Exercise details »
Reproduce each line exactly, including spacing and punctuation.

Location annotation dataset excerpts
——————————

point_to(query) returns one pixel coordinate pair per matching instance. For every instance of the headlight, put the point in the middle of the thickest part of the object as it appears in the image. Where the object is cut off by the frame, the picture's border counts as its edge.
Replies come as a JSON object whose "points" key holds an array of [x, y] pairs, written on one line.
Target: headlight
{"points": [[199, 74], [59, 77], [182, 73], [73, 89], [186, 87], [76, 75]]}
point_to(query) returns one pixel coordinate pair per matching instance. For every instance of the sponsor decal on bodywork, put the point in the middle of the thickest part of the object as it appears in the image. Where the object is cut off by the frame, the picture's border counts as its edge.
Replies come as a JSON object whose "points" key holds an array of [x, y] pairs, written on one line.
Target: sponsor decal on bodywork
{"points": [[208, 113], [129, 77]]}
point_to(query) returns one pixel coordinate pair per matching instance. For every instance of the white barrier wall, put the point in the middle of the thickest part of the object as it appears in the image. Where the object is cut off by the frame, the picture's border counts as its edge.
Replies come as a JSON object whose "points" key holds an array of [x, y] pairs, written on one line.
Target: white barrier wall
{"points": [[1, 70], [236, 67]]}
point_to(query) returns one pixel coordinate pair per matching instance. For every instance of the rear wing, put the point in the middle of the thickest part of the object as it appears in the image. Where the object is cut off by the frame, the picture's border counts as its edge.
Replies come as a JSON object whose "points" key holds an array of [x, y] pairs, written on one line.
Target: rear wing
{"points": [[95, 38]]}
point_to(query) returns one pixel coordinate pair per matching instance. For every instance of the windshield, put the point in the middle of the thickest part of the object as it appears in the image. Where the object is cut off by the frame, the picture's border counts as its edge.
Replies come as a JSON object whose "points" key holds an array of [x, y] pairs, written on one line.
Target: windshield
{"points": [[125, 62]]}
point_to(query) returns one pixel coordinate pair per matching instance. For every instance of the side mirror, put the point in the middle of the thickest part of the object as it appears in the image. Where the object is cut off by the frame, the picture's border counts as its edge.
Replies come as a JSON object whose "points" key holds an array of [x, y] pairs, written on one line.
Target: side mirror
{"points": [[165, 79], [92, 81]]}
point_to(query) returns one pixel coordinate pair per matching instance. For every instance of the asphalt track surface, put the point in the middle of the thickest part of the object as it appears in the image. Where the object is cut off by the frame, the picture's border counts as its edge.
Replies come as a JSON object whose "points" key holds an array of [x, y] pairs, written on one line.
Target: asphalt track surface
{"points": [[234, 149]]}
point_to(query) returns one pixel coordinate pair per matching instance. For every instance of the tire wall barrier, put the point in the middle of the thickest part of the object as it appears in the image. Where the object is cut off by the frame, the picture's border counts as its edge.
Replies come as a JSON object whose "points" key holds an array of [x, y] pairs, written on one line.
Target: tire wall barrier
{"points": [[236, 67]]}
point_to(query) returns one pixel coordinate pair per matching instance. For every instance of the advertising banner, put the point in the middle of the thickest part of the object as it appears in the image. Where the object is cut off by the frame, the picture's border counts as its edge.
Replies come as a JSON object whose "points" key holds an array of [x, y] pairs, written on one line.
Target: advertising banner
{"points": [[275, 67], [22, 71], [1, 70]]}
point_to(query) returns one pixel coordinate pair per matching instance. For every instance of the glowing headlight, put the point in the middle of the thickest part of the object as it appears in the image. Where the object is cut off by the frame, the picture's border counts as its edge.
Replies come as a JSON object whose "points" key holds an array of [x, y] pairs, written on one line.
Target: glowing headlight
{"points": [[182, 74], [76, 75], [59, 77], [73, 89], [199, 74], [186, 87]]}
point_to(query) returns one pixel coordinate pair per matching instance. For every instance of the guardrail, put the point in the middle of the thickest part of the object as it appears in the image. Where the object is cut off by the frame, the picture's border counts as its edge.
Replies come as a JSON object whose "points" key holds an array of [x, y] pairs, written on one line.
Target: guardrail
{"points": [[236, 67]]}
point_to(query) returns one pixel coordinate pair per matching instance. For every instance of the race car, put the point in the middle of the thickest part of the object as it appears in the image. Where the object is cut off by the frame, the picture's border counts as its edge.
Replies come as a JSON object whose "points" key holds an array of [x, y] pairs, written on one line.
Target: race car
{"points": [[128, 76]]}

——————————

Solution for this problem »
point_to(query) returns one pixel coordinate pair per matching instance. For every instance of the headlight, put the point in the middle of the thickest part of the object as it appears in the image. Where the object is cut off by the frame, the picture's border counts as its edge.
Replies come as a JSON object whose "points" key holds an array of [x, y] pairs, written on one line.
Target: headlight
{"points": [[199, 74], [59, 77], [182, 73], [73, 89], [186, 87], [76, 75]]}
point_to(query) returns one pixel coordinate pair per matching instance. For every instance of the sponsor decal on bodywork, put the point in the middle of the thickest part of the object as it appears in the image. Where the object is cut off by the frame, the picture's border counts as its edge.
Replies come as a JSON object whose "points" key holds an array of [x, y] pairs, written on one line.
Target: sponsor decal on bodywork
{"points": [[208, 113], [129, 77]]}
point_to(query) returns one pixel coordinate pair per matching instance. For every instance of the white barrier wall, put the point in the middle of the thickest part of the object as it appears in the image. Where the object is cut off by the frame, the picture's border counts as its edge.
Replies come as a JSON object whose "points" key holds an array of [x, y] pairs, written on one line.
Target: white barrier wall
{"points": [[1, 70], [236, 67]]}
point_to(query) returns one pixel coordinate pair per matching instance. For every instance of the rear wing, put the point in the middle of the thickest part of the object as it appears in the image. Where the object is cut off by the frame, the picture's border counts as its edge.
Replies come as a JSON object whose "points" key holds an array of [x, y] pairs, written on one line.
Target: rear wing
{"points": [[95, 38]]}
point_to(query) returns one pixel coordinate pair per matching instance. For every instance of the windshield, put the point in the middle of the thickest part of the object as it appears in the image. Where the object is cut off by the frame, the picture's border counts as its edge.
Replies come as a JSON object whose "points" key holds an array of [x, y] pairs, written on one line.
Target: windshield
{"points": [[125, 62]]}
point_to(query) returns one pixel coordinate pair per matching instance. For every instance of the side mirror, put the point in the middle of the thickest part of the object as it appears in the image. Where the object is cut off by the frame, the picture's border counts as its edge.
Replies come as a JSON object whose "points" key holds an array of [x, y] pairs, written on one line.
Target: side mirror
{"points": [[165, 79], [92, 81]]}
point_to(query) returns one pixel coordinate pair per matching instance. For every instance of the asphalt track surface, put the point in the middle of the thickest part of the object as it appears in the image. Where the object is cut off by the frame, the picture's border counts as its edge.
Replies come as a JSON object whose "points" key holds an array of [x, y] pairs, written on one line.
Target: asphalt track surface
{"points": [[234, 149]]}
point_to(query) returns one pixel coordinate pair per matching instance. For every instance of the tire wall barrier, put the point in the middle of the thickest part of the object as it appears in the image. Where the object is cut off by the frame, the picture's border counts as its edge.
Replies come as a JSON object whose "points" key holds an array of [x, y] pairs, written on one line.
Target: tire wall barrier
{"points": [[236, 67]]}
point_to(query) returns one pixel coordinate pair per matching instance. For every instance of the advertising banner, put the point in the middle of the thickest part of the object as it appears in the image. Where the object is cut off by the frame, the picture's border counts as its edge.
Replies come as a JSON object whose "points" key holds an array of [x, y] pairs, written on one line.
Target: advertising banner
{"points": [[275, 67], [22, 71], [1, 70]]}
point_to(query) returns one pixel coordinate pair per matching instance. For every instance of the glowing headlight, put the point in the middle of the thickest part of the object as it appears in the image. Where the object is cut off by the frame, the picture's border counts as its edge.
Replies come as a JSON object whose "points" key holds an array of [x, y] pairs, written on one line.
Target: glowing headlight
{"points": [[182, 74], [76, 75], [59, 77], [73, 89], [199, 74], [186, 87]]}
point_to(query) returns one pixel coordinate pair per matching instance. For every instance of the guardrail, put the point in the middle of the thickest part of the object as it appears in the image. Where the object is cut off by the frame, the picture's border counts as its edge.
Replies come as a JSON object whose "points" key holds an array of [x, y] pairs, written on one line.
Target: guardrail
{"points": [[236, 67]]}
point_to(query) returns one pixel coordinate pair per matching instance. For every instance of the race car, put the point in the middle of the thickest part of the object as it appears in the image. Where the object is cut off by the frame, the picture's border counts as its edge.
Replies come as a JSON object whose "points" key holds an array of [x, y] pairs, written on one line.
Target: race car
{"points": [[128, 76]]}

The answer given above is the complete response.